* 課題 *
労働力需給制度部会の議事録を、最後の文の後から書き進めてください。
╭─ 原文抜粋
第294回労働政策審議会職業安定分科会労働力需給制度部会 議事録

日時

2020年(令和2年)1月31日(金)10:00~

場所

東京都港区芝公園1-5-32 労働委員会会館講堂(7階)

出席者

公益代表委員
  • 小野 晶子
  • 鎌田 耕一(部会長)
  • 松浦 民恵
労働者代表委員
  • 木住野 徹
  • 永井 幸子
  • 奈良 統一
  • 仁平 章
使用者代表委員
  • 佐久間 一浩
  • 中西 志保美
  • 正木 義久
  • 森川 誠

議題

  1. (1)労働者派遣事業者団体からのヒアリング(公開)
  2. (2)労働者派遣事業の許可等について(非公開)
  3. (3)有料職業紹介事業及び無料職業紹介事業の許可について(非公開)

議事

議事内容
○鎌田部会長 それでは、ただいまから第294回労働力需給制度部会を開催いたします。本日は公益代表の藤本委員が所用により御欠席されております。
本日は、労働者派遣事業者団体からのヒアリングの後、許可の諮問に係る審査を行います。このうち、労働者派遣事業者団体からのヒアリングについては、公開で実施いたしますが、許可の諮問にかかる審査については、資産の状況等の個別の事業主に関する事項を扱うことから、「公開することにより、特定の者に不当な利益を与え又は不利益を及ぼすおそれがある」場合に該当するため、非公開とさせていただきます。
傍聴されている方につきましては、ヒアリング終了後に御退席いただくことになりますので、あらかじめ御了承ください。
それでは議題1、労働者派遣事業者団体からのヒアリングについて、資料の確認と、併せて御出席いただいている方の紹介を事務局よりお願いいたします。
 
○米岡補佐 本日は労働者派遣事業者団体として、日本人材派遣協会の大原理事と野村事務局長にお越しいただいております。資料は、資料1となります。どうぞよろしくお願いいたします。
 
○大原理事 改めまして日本人材派遣協会の大原です。どうぞ今日はよろしくお願い申し上げます。
 
○野村事務局長 事務局を担当しております野村です。よろしくお願いいたします。
 
○鎌田部会長 日本人材派遣協会の大原理事と野村事務局長におかれましては、大変御多忙のところ、本部会に御出席いただきまして誠にありがとうございます。本日は労働者派遣事業者団体の立場から、派遣制度について御意見を述べていただければと思います。まずは15分程度御説明いただき、その後、質疑応答としたいと思います。それでは、よろしくお願いいたします。
╰─
╭─ 提供データ
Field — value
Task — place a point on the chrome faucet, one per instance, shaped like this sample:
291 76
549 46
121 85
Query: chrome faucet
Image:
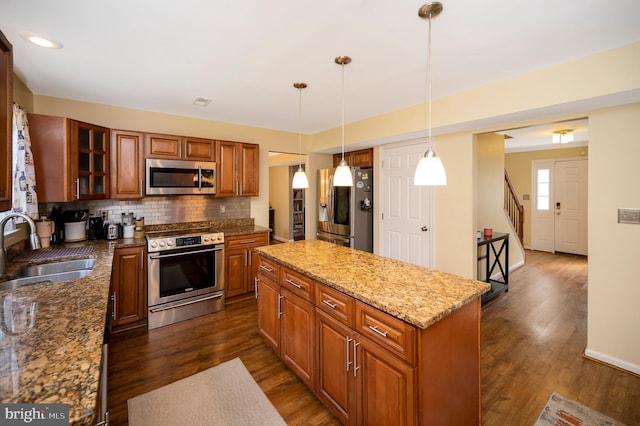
34 238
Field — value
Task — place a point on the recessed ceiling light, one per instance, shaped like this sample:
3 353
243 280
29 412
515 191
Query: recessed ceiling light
42 41
200 101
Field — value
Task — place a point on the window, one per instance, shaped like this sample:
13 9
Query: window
542 189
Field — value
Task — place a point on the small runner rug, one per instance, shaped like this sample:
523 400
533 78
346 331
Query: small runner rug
223 395
561 410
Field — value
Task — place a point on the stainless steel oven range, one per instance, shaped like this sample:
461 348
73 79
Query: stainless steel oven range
185 275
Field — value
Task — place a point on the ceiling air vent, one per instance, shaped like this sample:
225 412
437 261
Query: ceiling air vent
200 101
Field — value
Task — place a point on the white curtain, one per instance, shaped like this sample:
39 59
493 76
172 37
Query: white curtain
25 199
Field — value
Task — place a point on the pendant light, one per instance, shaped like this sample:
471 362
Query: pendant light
342 176
300 180
430 170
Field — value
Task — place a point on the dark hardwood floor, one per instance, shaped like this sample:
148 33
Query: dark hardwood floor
533 338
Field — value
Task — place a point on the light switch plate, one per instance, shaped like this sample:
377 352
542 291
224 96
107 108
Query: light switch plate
629 216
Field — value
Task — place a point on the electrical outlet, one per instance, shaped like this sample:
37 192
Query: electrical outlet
629 216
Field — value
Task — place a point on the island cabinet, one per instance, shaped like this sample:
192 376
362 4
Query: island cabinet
127 164
71 158
286 316
129 289
401 350
241 263
237 169
173 147
353 367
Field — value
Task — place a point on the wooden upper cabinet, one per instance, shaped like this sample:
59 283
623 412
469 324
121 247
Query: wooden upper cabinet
199 149
237 169
179 148
127 164
361 158
6 118
71 159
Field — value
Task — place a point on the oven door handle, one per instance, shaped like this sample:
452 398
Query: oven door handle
190 302
161 256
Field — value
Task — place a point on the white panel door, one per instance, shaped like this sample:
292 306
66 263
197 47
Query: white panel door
571 206
406 209
542 214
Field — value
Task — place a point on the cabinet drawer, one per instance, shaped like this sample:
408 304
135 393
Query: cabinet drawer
268 268
335 303
298 284
386 330
244 241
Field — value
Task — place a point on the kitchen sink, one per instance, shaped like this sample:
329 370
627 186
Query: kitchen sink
50 273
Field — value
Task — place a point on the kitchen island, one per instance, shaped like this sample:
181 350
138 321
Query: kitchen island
373 337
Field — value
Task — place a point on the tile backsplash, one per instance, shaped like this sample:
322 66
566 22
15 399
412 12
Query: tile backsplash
163 210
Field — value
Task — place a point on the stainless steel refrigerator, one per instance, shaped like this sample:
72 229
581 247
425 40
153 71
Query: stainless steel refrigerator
345 214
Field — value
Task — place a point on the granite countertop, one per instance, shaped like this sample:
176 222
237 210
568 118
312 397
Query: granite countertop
417 295
58 360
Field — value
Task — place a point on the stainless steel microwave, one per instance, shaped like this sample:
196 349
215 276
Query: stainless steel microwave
180 177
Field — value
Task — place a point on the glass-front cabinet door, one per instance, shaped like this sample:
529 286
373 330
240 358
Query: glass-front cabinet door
90 161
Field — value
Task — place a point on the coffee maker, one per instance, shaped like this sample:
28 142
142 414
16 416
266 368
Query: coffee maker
96 231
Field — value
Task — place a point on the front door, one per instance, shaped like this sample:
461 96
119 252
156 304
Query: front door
406 209
559 207
571 206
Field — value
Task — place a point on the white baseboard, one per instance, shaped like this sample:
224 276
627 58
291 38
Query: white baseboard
498 276
608 359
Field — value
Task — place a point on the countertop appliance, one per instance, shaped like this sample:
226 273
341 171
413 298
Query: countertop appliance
345 214
169 177
185 275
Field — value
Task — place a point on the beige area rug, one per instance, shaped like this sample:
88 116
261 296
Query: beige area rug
562 411
223 395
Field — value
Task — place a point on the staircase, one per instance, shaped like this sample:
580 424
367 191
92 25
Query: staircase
513 207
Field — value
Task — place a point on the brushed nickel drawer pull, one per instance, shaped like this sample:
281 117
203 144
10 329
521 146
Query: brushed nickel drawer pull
329 304
375 328
287 280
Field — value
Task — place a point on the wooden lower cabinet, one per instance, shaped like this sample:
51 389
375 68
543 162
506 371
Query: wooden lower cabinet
368 367
269 311
361 382
335 382
241 262
384 386
129 288
297 333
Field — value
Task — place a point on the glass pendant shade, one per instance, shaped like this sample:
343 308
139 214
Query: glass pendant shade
343 176
300 180
430 171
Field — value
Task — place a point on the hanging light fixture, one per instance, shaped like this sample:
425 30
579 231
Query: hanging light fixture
562 136
300 180
430 170
342 176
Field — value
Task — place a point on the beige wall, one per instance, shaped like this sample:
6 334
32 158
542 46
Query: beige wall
490 195
614 274
559 92
280 200
21 94
518 166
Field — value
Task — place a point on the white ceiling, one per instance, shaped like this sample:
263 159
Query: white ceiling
158 55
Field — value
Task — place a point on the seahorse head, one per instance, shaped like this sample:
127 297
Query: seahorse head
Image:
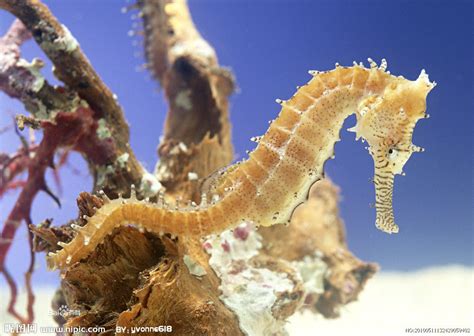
386 121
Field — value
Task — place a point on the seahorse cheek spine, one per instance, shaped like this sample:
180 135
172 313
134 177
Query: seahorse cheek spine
288 159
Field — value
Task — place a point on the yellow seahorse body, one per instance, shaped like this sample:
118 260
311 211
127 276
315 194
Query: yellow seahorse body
289 158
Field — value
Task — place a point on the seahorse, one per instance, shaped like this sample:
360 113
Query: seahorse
288 159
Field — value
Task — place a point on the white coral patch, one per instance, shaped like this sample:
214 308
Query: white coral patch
248 291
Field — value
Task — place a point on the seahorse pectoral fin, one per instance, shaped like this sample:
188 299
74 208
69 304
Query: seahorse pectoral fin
384 221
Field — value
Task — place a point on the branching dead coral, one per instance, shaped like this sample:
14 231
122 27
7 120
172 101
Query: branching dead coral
136 278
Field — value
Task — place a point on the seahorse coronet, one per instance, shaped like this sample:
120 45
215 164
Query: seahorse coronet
288 159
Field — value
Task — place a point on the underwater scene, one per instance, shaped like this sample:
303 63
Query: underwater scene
236 167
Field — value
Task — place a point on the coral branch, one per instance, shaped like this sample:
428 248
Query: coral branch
197 136
73 68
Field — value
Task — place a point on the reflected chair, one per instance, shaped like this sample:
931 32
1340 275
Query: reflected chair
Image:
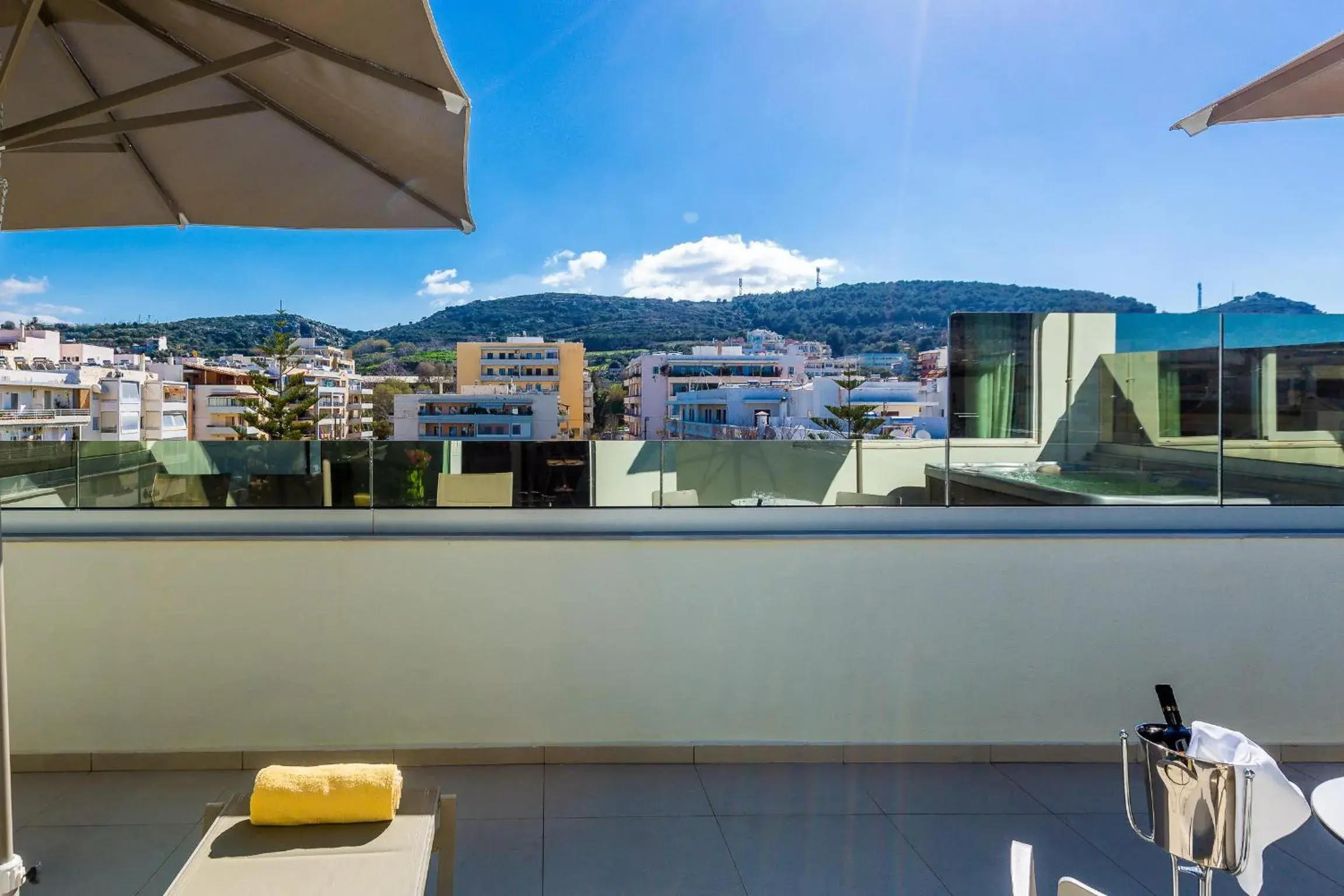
279 491
195 491
328 860
476 491
859 499
1023 871
690 498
╰─
* 回答 *
○大原理事 失礼しました。それでは早速ですが、資料をベースに御説明申し上げたいと思っております。まず最初に当団体のことについて簡単に御案内申し上げます。日本人材派遣協会、設立は1986年です。派遣法が我が国に初めて施行された同年に設立いたしております。現在の会員会社数は764社です。会員の主たる事業内容は、オフィス業務、事務領域への派遣を中心に行っておるところです。参考の所に記載してありますとおり、当協会の業界におけるシュア、占有率ですが、会員企業に就業していただいている派遣社員の方々、並びに売り上げシュアともに、おおむね3割強程度の占有率と考えておるところです。当協会の主な事業の内容ですが、お手元に当協会のパンフレットが御覧いただけるのではないかと思っております。大きく2方向で事業を進めております。ページをめくっていただきますと、コンプライアンス推進という、紙ベースでいきますと一番後ろの紙になりますが、裏表紙的な1、2枚です。1つの事業方向といたしましては、派遣元の事業サポートということで、特にコンプライアンスの推進を中心に各種の事業サービスを行っておるところです。
もう一方向は、もう1枚おめくりいただきまして、派遣社員の視点に立つという地点で、派遣社員の方々のキャリア形成の支援に、現在は力を入れて事業の推進を行っておるところです。まずは以上、簡単ですが、当協会の事業の御案内でした。
早速内容のほうにまいりたいと存じます。事前に御要請をいただきましたヒアリング事項について、順を追って御説明をさせていただきたいと思っております。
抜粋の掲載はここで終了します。